Directions for this task: Reproduce, from the line containing "out the alloy" to the last line of the material, every line exactly.

Given information:
§ §

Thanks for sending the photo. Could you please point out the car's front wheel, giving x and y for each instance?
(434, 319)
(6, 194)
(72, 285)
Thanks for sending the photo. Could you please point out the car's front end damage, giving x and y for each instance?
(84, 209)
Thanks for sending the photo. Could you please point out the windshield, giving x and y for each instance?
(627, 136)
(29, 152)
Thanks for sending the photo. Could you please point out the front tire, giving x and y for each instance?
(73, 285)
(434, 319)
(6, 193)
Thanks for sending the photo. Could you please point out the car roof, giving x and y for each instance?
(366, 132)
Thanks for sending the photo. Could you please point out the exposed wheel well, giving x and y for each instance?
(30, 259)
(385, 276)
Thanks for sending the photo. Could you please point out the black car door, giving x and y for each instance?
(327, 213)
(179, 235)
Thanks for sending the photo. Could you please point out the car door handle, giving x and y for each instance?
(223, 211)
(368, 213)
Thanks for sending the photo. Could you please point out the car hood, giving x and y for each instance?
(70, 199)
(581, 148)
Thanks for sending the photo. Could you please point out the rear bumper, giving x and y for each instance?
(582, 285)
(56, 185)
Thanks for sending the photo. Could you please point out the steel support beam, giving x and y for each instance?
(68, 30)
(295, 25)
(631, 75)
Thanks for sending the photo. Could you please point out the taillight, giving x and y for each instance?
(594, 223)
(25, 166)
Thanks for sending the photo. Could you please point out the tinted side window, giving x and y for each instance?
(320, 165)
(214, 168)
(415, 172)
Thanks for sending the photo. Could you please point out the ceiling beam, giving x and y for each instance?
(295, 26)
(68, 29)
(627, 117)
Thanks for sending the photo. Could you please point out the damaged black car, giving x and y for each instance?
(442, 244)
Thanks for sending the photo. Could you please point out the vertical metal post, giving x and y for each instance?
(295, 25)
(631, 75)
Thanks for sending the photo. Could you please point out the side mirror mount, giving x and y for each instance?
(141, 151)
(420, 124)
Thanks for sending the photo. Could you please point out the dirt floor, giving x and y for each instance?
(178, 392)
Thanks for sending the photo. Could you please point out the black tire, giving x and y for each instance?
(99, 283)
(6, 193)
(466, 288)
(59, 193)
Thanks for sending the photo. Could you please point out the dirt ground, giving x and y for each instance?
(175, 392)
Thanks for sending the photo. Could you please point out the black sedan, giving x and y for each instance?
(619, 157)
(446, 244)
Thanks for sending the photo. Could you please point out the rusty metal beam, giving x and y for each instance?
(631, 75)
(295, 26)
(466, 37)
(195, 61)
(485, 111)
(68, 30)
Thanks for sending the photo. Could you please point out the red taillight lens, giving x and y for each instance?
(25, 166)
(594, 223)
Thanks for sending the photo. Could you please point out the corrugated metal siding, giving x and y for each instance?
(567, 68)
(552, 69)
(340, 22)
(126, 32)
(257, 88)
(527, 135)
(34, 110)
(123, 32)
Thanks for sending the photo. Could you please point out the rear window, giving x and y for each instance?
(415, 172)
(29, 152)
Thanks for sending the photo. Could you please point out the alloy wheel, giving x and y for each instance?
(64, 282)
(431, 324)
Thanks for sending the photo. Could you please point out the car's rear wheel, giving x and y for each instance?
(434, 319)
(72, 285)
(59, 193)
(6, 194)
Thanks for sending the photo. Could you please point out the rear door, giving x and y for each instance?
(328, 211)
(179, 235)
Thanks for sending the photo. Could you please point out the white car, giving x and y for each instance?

§ §

Completed task:
Thanks for sending the photo. Could you please point out the alloy wheel, giving x and y for each instance?
(64, 282)
(431, 324)
Thanks for sending the photo. Could you please point out the car's rear wheel, giving x and y for each instance?
(434, 319)
(72, 285)
(59, 193)
(6, 194)
Thanks for sending the photo. Could you please point out the rear door, giving x and y for each instance?
(328, 211)
(179, 235)
Thanks for sending the photo. Could you please point out the white car, giving x and y for each instance?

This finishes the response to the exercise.